_List of tasks_
1. From the excerpt on marriage, copy everything from "Over time, this" down to "before experiencing them." verbatim.
2. Take the essay on marriage and the Sanatan perspective further, beginning right after its final sentence.

>> START Excerpt provided

Modern storytelling increasingly frames marriage not as a partnership, but as a site of conflict, control, and oppression. While genuine issues must always be addressed, a consistent one-sided portrayal creates a psychological bias.

Over time, this shapes perception:

  • Marriage is seen with suspicion rather than trust
  • Family structures appear restrictive rather than supportive
  • Commitment begins to feel like a burden rather than a choice

For a country like India, where family remains a foundational unit of society, this shift is not trivial. It affects how future generations approach relationships even before experiencing them.

Sanatan Perspective: Marriage Beyond Contract

In the framework of Sanatana Dharma, marriage is not a mere social contract or a temporary agreement. It is a Samskara, a sacred rite of passage that initiates the Grihastha Ashrama (householder stage). This stage is the bedrock of civilization because it supports all other stages of life, from the Brahmacharya (The Student) to the Vanaprastha (The Forest-Dweller/Retiree).

It is also the framework through which values are transmitted:

  • Respect for elders
  • Responsibility toward family
  • Stability for raising children

When this structure weakens, the consequences extend beyond individuals. Children raised in unstable environments often lack guidance, leading to social fragmentation over time.

When web series relentlessly portray marriage as a site of trauma and “vahiyaat” propaganda, they aren’t just telling a story; they are targeting the mindset of the next generation. For teenage girls, these “fake facts” act as a slow-acting poison, making the concept of a sacred union seem like a trap rather than a spiritual and social foundation.

A Global Pattern India Has Avoided

Across much of the developed world, declining birth rates and weakening family systems have become serious challenges. Many societies are now facing:

  • Aging populations
  • Reduced social cohesion
  • Increasing loneliness and mental health issues

India, so far, has largely avoided this trajectory. One key reason is the resilience of its family and marriage systems.

>> END Excerpt provided
>> START Stored data

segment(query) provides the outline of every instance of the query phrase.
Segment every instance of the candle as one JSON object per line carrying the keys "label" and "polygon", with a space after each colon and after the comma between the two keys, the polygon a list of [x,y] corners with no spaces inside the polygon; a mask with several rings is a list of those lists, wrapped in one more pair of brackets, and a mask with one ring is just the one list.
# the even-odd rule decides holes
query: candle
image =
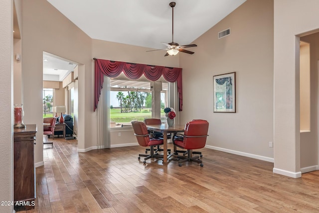
{"label": "candle", "polygon": [[23,108],[21,104],[14,105],[14,128],[24,128],[23,124]]}
{"label": "candle", "polygon": [[22,107],[14,107],[14,123],[22,123]]}

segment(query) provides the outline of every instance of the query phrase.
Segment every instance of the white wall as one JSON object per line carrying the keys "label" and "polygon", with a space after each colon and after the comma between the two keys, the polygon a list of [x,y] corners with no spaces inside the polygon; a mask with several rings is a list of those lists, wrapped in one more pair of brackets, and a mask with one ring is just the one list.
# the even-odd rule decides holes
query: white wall
{"label": "white wall", "polygon": [[[0,0],[0,201],[13,200],[13,1]],[[13,206],[0,206],[0,212]]]}
{"label": "white wall", "polygon": [[[181,121],[207,120],[208,148],[273,161],[273,16],[272,0],[248,0],[192,42],[193,55],[180,53]],[[213,77],[233,72],[236,113],[213,112]]]}
{"label": "white wall", "polygon": [[299,40],[296,35],[319,28],[318,8],[317,0],[274,1],[274,172],[294,177],[301,176]]}

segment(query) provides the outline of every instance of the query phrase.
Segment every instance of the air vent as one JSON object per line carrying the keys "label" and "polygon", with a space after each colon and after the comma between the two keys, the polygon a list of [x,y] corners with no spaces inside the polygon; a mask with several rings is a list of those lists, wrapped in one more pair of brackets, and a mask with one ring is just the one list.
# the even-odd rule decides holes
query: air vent
{"label": "air vent", "polygon": [[219,32],[218,33],[218,39],[221,38],[223,38],[225,36],[227,36],[227,35],[230,34],[230,28],[229,28],[227,29],[225,29],[224,31],[222,31],[221,32]]}

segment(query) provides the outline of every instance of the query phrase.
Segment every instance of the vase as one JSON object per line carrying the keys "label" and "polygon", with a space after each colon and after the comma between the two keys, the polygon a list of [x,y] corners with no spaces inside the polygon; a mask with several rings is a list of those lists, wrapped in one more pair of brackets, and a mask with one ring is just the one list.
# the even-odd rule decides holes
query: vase
{"label": "vase", "polygon": [[170,119],[169,117],[167,117],[167,124],[168,125],[168,126],[173,126],[173,125],[174,125],[173,119]]}

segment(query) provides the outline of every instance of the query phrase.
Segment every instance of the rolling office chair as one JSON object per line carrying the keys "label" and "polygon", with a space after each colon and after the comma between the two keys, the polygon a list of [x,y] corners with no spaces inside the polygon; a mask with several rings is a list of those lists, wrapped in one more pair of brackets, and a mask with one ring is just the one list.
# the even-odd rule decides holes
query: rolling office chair
{"label": "rolling office chair", "polygon": [[[200,166],[203,164],[202,161],[199,159],[202,155],[200,152],[193,151],[193,149],[200,149],[205,146],[206,140],[208,136],[209,123],[204,120],[193,120],[185,125],[184,134],[177,133],[173,138],[174,151],[178,155],[179,152],[184,153],[183,155],[177,156],[178,159],[178,166],[181,166],[181,163],[185,161],[194,161],[200,163]],[[184,151],[177,150],[176,147],[187,149],[187,153]],[[193,156],[193,154],[200,155]],[[185,156],[187,155],[187,156]]]}
{"label": "rolling office chair", "polygon": [[[161,121],[160,121],[160,119],[159,118],[145,118],[144,119],[144,123],[146,125],[157,125],[157,124],[161,124]],[[155,138],[158,138],[161,137],[162,138],[163,137],[163,133],[160,132],[157,132],[154,131],[148,130],[149,133],[153,133],[154,137]],[[171,133],[167,134],[167,139],[170,139],[171,138]],[[145,149],[145,153],[147,154],[148,151],[151,151],[150,149]],[[157,149],[154,150],[155,152],[160,152],[161,151],[164,151],[163,149],[161,149],[160,146],[158,146]],[[167,149],[167,151],[169,152],[168,154],[170,154],[170,149]]]}
{"label": "rolling office chair", "polygon": [[139,144],[144,147],[149,146],[151,153],[149,155],[140,154],[138,159],[140,160],[141,157],[145,157],[143,163],[146,163],[146,160],[151,158],[163,158],[162,155],[160,155],[158,153],[154,153],[154,147],[162,145],[163,138],[154,138],[151,136],[153,133],[149,133],[146,125],[143,122],[134,121],[132,122],[132,126],[134,130],[134,135],[136,136]]}
{"label": "rolling office chair", "polygon": [[[50,123],[50,125],[43,126],[43,135],[48,135],[50,137],[52,135],[52,139],[54,139],[54,129],[55,128],[55,123],[56,122],[56,117],[45,117],[43,118],[43,123]],[[53,145],[53,142],[43,142],[43,144],[52,144]]]}

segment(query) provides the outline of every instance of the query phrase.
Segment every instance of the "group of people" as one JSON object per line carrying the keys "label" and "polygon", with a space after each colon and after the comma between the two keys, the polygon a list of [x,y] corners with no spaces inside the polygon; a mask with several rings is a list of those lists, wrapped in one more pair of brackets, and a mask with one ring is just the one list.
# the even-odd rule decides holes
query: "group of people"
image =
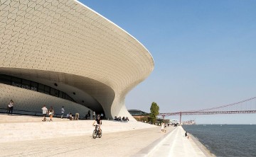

>> END Stored data

_Results for each task_
1.
Over time, this shapes perception:

  • Marriage is seen with suspicion rather than trust
  • Family structures appear restrictive rather than supportive
  • Commitment begins to feel like a burden rather than a choice

For a country like India, where family remains a foundational unit of society, this shift is not trivial. It affects how future generations approach relationships even before experiencing them.

2.
If that foundation is steadily eroded not through policy, but through perception, the long-term consequences could mirror those already visible elsewhere.

Influence on Young Minds

Perhaps the most immediate impact is psychological. When young audiences are repeatedly exposed to narratives that portray marriage as inherently exploitative, it shapes their worldview early.

A teenage viewer does not analyse data sources. They internalize emotion and messaging.

If the dominant narrative suggests that marriage equals oppression, distrust becomes the default starting point. This can affect not only relationships, but broader social stability in the long run.

The Need for Awareness

Criticism of social issues is necessary. Reform is essential. But distortion is different from critique.

When storytelling crosses into selective framing or exaggerated claims presented as reality, it ceases to inform and begins to influence in unintended ways.

The question is not whether stories should be told but whether they are being told responsibly.

India’s strength has always been its balance between tradition and change, between rights and responsibilities. Preserving that balance requires awareness, especially when narratives begin to reshape foundational institutions.

Because sometimes, what appears as entertainment is not just storytelling; it is social conditioning.